EXERCISE TASKS –
[1] In the account of Yosef's passing, what did Shalom Dreyfus die of, and at what age?
[2] Reproduce word for word the part of the account of Yosef's passing starting at "Every levayah is" and ending at "is tragic enough.".
[3] Carry on the account of Yosef's passing from its last sentence.

(SELECTED TEXT begins)

There is something particularly painful about Yosef’s passing
Challenging emotional experiences are a constant in the life of a rabbi.
However, the ten-week period beginning after Yom Kippur and climaxing on Erev Chanukah made me realize just how onerous and distressing life can be.
Immediately following Yom Kippur, the COVID virus invaded my body, leaving me fatigued and listless.
On Succos, I suffered from horrific back pain, which ultimately made my left knee begin buckling, and I began to regularly fall to the ground, hard and fast and uncontrollably.
On Shabbos parshas Noach, I underwent emergency back surgery.
On Shabbos two weeks later, foolishly thinking I had completely healed, I again fell on my way to comfort Chayaita Lapides, whose husband, Yitz, had passed away that Shabbos morning.
Over the next four weeks, I officiated at the funerals of four members of the shul.
On Sunday, November 8, Yitzchok Lapides’s levayah took place.
Two weeks later, on November 26, Shalom Dreyfus succumbed to COVID at age 42, leaving a wife and five orphans.
Less than a week later, a long-time member of the shul, Arthur Rand, passed away at 77.
The following week on Thursday, Erev Chanukah, Yosef Segal (name changed) passed away in his sleep at age 26.
As I lit the menorah that Thursday evening, the brachah of shehecheyanu took on a new dimension.
From Yom Kippur until Chanukah, I was sick with COVID, officiated at four levayahs, and married off my daughter.
The roller coaster ride of emotions from sadness to joy and back to sadness was daunting.
Every levayah is sad, and every death is saturated with grief. Yet the death and funeral of Yosef Segal on Erev Chanukah were excruciating. Of course, his passing at the young age of 26, having never married, and leaving his parents and siblings devasted, is tragic enough.
However, there is something particularly painful about Yosef’s passing.
Yosef did not die of COVID.
Yosef was a bright and cheerful boy. I recall his poise and joy when he celebrated his bar mitzvah. Yosef attended yeshivah just like your son or my son. He was accepted into a fine mesivta and began high school with high hopes for success.
It was then that his troubles came to the forefront.

(SELECTED TEXT ends)
(DATA EXTRACTS begins)

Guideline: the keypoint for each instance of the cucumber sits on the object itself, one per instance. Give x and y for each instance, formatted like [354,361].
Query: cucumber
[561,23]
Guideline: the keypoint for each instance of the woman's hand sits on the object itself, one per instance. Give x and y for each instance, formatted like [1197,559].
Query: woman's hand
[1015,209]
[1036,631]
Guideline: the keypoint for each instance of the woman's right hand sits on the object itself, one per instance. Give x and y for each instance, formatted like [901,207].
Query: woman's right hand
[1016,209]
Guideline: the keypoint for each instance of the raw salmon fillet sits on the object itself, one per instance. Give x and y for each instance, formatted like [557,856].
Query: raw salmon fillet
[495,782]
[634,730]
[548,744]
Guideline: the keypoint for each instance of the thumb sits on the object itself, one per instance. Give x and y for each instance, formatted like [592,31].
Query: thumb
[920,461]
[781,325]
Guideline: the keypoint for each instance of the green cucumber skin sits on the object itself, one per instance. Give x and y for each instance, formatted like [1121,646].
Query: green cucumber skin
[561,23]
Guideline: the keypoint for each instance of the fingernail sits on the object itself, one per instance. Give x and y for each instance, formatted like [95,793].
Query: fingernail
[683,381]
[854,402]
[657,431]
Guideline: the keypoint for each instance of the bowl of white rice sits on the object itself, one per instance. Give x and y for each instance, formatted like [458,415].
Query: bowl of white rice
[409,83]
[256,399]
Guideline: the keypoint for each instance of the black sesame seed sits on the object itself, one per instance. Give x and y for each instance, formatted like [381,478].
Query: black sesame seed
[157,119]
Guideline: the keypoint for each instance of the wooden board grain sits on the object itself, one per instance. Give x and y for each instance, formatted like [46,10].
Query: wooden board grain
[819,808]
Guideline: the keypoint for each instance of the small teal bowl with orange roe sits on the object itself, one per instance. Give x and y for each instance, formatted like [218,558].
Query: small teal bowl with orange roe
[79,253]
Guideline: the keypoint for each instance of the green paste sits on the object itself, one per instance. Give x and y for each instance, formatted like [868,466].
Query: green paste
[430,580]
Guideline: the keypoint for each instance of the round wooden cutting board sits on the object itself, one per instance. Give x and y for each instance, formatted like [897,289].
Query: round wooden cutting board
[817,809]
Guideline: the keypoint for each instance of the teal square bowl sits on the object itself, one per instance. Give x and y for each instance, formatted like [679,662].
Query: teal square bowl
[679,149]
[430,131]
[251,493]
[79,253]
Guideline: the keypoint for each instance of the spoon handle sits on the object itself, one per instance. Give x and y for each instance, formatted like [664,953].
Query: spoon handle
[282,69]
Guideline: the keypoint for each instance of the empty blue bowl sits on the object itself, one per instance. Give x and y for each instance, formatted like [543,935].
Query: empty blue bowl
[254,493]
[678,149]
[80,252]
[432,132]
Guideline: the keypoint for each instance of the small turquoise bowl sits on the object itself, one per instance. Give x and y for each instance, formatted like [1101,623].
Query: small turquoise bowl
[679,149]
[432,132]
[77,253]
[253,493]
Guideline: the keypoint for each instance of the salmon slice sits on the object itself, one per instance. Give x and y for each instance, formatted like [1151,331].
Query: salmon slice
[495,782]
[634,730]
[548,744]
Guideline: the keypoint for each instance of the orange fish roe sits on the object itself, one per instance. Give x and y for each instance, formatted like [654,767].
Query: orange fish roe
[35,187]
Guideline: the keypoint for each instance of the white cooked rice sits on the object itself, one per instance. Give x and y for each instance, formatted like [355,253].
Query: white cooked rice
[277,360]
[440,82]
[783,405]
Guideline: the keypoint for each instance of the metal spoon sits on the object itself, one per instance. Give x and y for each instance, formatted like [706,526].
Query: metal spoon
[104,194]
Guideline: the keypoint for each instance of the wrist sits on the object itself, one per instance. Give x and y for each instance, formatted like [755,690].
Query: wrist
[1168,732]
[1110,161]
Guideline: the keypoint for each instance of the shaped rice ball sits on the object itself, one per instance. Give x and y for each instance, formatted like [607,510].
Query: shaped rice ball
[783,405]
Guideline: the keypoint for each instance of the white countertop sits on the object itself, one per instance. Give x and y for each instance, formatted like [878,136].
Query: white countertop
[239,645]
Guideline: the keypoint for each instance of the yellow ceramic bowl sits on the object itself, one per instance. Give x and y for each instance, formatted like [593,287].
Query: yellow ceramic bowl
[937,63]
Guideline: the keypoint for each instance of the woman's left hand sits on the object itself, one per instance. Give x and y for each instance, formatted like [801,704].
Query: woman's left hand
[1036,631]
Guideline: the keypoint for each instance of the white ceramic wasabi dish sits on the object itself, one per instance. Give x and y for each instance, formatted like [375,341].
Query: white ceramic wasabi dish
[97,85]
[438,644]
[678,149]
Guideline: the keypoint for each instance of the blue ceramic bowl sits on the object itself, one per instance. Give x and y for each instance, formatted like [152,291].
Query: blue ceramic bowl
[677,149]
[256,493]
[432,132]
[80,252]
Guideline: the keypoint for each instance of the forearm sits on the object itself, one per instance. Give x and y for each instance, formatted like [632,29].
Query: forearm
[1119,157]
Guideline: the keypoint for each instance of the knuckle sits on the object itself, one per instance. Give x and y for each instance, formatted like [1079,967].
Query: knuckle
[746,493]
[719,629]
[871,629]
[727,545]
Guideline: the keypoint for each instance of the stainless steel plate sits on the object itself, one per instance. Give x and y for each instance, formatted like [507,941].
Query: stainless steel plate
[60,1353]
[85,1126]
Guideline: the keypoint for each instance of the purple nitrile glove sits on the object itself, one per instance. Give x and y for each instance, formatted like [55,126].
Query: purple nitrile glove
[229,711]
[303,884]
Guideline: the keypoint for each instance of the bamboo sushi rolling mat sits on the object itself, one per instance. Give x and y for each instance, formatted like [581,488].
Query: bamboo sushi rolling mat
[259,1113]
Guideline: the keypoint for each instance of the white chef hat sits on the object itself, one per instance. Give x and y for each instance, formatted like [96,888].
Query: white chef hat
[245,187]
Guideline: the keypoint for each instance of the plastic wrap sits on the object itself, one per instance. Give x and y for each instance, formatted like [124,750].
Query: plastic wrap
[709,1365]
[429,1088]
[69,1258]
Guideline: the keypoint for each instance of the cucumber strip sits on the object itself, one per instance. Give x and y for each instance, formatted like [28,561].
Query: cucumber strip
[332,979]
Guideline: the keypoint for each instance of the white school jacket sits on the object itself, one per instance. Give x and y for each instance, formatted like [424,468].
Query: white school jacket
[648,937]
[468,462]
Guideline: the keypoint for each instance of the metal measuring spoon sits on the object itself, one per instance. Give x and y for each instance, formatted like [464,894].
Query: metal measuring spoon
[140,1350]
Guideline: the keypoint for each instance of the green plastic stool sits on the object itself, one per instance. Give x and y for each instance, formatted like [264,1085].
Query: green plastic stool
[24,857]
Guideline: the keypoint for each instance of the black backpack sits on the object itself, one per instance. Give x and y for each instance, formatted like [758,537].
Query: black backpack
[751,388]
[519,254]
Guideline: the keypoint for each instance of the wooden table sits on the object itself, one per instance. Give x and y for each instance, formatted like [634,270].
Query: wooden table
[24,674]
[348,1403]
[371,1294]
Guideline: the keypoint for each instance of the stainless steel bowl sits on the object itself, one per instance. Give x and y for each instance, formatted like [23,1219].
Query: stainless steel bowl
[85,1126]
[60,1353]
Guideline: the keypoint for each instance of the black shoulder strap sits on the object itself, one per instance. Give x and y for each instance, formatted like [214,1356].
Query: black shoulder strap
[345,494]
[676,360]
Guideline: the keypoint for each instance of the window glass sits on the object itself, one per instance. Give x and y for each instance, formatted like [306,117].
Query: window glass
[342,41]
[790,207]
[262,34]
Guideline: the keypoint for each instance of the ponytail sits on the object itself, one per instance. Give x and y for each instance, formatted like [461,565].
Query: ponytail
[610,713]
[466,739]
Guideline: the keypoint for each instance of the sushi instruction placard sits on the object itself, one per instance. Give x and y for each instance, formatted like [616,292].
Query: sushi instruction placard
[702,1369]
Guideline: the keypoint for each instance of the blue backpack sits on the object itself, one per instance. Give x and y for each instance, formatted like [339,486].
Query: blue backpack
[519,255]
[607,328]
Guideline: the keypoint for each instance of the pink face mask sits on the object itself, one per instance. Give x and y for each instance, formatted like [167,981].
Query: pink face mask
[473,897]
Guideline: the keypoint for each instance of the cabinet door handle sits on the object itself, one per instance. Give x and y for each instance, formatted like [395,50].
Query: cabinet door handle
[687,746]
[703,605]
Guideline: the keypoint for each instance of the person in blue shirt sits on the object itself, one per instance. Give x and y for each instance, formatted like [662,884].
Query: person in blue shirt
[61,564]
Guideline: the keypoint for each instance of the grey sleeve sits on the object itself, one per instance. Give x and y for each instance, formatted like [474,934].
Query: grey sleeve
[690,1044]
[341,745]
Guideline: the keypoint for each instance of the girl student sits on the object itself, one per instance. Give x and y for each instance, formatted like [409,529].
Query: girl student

(DATA EXTRACTS ends)

EXPECTED RESPONSES –
[1] COVID, at age 42.

[2]
Every levayah is sad, and every death is saturated with grief. Yet the death and funeral of Yosef Segal on Erev Chanukah were excruciating. Of course, his passing at the young age of 26, having never married, and leaving his parents and siblings devasted, is tragic enough.

[3]
Yosef was never part of the cool crowd. He never had a flock of friends. He was always a bit socially awkward. However, in high school, painful loneliness plagued him. And so commenced a harrowing downward spiral of social alienation.
Yosef so wanted to be a part of the crowd but never quite succeeded. He bounced from one school to another, and after struggling with his loneliness and emotional pain, he finally made his way to Eretz Yisrael a few years ago.
However, the pain and loneliness continued.
Yosef was stricken with coprolalia, a characteristic of Tourette syndrome, which caused him to involuntarily utter inappropriate and embarrassing words. Coupled with his already agonizing social awkwardness, the coprolalia further contributed to Yosef becoming a social outcast, alone in his pain.
With few friends and never knowing whom he could really trust, Yosef, who by nature was kind, caring, and compassionate, became paranoid as he felt like an alien in a cruel and painful world. He ultimately turned to whatever he could obtain to alleviate, albeit temporarily, his existential turmoil.
His quest for relief and alleviation of his pain ended on Erev Chanukah.
There are no fingers to be pointed, and there are no institutions to be blamed.
His parents went to the ends of the earth to help and mitigate his lonely desolation and pain. Yet solace proved elusive, and self-medicating was his method of coping with the pain.
Never think you know the pain of the person sitting next to you.
Reach out to him.
We cannot afford to lose another Yosef.